- [Text section]:
Enabling Tiling Offload

In static graph mode, scheduling performance can be optimized by graph offloading. The complete computational graph is delivered to the device at once, and subsequent execution is performed independently on the device without the need for host participation. This reduces the overhead of host-device interaction and improves execution efficiency. For certain operators, tiling computation depends on the specific values input during runtime (tiling value dependency), requiring dynamic computation of tiling parameters during execution. In such cases, the tiling offload optimization solution can be used: The tiling computation is offloaded to the AI CPU on the device, enabling efficient computation throughout the entire process on the device.

The tiling-offload operator built based on the CANN package of the new version (supporting tiling offload) is incompatible with the operating environment of the older CANN package (not supporting tiling offload).
Currently, only fused operators (vector and cube computation fusion) support tiling offload.
Tiling offload is supported only by the following product models:
- Atlas A3 training products / Atlas A3 inference products
- Atlas A2 training products / Atlas A2 inference products

To enable tiling offload for a custom operator, perform the following steps. For details about the complete sample, see Tiling offload operator sample.

In the tiling offload scenario, the op_host directory structure of the operator project is as follows. The tiling implementation must be placed in a separate .cpp file, for example, add_custom_tiling_sink_tiling.cpp in the sample below.

- [Written problem 1]: Say whether each statement agrees with the tiling offload text, answering yes or no and quoting the words of the text that decide it. (a) At present, only fused operators support tiling offload. (b) With tiling offload, the tiling computation moves to the host CPU. (c) The tiling implementation may share a .cpp file with other code.
- [Written problem 2]: Write out the part of the tiling offload text starting with "To enable tiling" and going on through "offload operator sample.", word for word.

- [Recorded data]:
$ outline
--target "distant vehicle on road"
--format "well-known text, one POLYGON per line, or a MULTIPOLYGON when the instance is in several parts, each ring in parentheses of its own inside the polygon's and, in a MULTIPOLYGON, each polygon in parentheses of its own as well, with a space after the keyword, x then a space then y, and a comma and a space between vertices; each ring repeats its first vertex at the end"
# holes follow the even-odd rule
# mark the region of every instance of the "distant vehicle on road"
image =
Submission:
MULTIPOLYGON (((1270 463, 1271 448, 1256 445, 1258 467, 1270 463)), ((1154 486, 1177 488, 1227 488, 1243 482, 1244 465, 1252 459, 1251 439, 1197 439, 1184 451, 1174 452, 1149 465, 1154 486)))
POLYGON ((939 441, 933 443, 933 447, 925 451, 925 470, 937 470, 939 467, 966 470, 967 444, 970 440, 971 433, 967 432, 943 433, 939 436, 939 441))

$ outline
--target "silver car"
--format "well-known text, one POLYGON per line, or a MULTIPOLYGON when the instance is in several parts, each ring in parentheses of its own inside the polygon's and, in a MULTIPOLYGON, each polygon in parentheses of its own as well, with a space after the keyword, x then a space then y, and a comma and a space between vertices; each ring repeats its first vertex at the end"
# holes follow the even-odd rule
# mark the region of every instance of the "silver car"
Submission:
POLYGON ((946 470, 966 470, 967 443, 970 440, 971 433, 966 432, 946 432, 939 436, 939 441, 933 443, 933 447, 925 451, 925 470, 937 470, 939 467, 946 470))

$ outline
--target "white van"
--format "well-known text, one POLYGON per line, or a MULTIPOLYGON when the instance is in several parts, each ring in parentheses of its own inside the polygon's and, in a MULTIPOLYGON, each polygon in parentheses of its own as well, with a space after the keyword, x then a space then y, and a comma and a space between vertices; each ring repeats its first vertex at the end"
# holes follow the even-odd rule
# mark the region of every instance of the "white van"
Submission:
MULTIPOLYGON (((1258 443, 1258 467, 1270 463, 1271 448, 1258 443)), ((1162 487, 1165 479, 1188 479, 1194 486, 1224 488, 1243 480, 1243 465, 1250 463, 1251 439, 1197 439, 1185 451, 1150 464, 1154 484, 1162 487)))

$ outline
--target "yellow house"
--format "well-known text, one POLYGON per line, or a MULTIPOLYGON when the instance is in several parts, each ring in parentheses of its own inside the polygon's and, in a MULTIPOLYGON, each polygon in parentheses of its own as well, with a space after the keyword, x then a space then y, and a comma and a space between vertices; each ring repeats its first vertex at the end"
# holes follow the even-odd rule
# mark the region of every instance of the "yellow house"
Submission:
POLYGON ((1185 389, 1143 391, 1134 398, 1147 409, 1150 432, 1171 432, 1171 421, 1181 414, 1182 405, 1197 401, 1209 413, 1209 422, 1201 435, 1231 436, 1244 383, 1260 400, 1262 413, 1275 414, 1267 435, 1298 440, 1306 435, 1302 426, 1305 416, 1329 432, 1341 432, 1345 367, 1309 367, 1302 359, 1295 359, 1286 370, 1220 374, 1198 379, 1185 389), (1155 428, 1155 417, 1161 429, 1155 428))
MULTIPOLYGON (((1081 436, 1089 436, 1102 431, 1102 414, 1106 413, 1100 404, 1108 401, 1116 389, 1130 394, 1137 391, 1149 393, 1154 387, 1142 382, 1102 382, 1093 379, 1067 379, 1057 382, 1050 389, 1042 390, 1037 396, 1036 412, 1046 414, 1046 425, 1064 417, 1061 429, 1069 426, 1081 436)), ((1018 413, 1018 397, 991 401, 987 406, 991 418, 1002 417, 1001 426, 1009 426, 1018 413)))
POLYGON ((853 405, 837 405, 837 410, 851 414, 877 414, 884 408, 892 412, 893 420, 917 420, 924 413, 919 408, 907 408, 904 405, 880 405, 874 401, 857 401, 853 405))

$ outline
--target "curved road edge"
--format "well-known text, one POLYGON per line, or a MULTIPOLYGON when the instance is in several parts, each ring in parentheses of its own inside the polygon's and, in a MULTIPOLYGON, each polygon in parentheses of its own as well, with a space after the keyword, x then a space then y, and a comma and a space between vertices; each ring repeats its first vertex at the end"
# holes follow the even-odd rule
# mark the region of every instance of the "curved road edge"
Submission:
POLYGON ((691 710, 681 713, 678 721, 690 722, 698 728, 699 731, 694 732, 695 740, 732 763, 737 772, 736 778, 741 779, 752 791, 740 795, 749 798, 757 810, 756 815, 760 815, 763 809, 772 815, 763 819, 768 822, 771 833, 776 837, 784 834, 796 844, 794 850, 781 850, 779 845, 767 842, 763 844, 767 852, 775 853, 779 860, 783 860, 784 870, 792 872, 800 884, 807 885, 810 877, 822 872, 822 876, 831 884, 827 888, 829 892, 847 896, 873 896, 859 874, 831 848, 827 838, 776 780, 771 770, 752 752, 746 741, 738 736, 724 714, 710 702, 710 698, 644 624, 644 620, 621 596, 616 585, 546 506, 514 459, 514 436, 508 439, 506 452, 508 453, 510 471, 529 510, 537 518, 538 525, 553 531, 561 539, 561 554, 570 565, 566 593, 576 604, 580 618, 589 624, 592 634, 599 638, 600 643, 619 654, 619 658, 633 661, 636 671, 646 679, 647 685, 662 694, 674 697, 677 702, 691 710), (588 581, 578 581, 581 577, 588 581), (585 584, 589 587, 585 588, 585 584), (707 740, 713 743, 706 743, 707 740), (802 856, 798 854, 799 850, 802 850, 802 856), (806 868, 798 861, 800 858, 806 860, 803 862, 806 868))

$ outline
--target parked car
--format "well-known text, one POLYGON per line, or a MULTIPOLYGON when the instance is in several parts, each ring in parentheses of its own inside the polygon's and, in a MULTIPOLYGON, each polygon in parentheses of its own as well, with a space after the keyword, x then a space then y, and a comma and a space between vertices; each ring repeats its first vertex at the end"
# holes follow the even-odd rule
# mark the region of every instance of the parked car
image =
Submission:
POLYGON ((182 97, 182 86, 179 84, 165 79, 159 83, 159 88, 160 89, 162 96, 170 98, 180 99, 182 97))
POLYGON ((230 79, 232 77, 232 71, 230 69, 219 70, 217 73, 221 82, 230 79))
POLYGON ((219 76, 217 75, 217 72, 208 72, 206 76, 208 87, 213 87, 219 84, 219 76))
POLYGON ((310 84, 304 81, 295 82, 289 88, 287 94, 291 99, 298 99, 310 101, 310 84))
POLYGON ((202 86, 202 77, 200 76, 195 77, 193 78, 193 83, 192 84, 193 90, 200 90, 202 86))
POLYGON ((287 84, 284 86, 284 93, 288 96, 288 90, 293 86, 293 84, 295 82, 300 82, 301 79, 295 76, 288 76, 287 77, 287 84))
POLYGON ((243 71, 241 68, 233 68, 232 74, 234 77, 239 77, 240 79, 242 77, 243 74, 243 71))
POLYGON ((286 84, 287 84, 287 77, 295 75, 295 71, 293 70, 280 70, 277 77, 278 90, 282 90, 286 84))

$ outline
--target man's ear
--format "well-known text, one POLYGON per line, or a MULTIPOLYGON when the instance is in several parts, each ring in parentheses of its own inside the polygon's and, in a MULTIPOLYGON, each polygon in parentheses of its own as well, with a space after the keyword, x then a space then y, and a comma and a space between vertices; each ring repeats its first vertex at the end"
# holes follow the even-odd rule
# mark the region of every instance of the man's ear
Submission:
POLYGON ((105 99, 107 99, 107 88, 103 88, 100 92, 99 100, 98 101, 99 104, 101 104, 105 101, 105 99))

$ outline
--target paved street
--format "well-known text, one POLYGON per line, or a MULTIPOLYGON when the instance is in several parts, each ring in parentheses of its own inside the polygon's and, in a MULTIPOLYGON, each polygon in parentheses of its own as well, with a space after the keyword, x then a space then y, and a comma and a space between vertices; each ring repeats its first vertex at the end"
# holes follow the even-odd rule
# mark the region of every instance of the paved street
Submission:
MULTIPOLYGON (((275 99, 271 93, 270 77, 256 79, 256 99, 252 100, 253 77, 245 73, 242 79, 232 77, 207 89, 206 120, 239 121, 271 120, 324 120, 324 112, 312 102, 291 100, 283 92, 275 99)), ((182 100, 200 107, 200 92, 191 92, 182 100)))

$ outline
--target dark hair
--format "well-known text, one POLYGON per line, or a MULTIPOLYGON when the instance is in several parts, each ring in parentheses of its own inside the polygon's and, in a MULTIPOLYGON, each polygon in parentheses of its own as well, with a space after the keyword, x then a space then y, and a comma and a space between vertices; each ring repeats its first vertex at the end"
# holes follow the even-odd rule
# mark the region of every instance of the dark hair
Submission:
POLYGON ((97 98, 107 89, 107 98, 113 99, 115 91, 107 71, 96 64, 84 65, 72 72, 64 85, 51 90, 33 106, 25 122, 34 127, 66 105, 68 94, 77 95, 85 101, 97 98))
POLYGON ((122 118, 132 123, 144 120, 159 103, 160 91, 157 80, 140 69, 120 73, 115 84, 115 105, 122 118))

- [Exercise solution 1]:
(a) Yes: "Currently, only fused operators (vector and cube computation fusion) support tiling offload."
(b) No: "The tiling computation is offloaded to the AI CPU on the device"
(c) No: "The tiling implementation must be placed in a separate .cpp file"

- [Exercise solution 2]:
To enable tiling offload for a custom operator, perform the following steps. For details about the complete sample, see Tiling offload operator sample.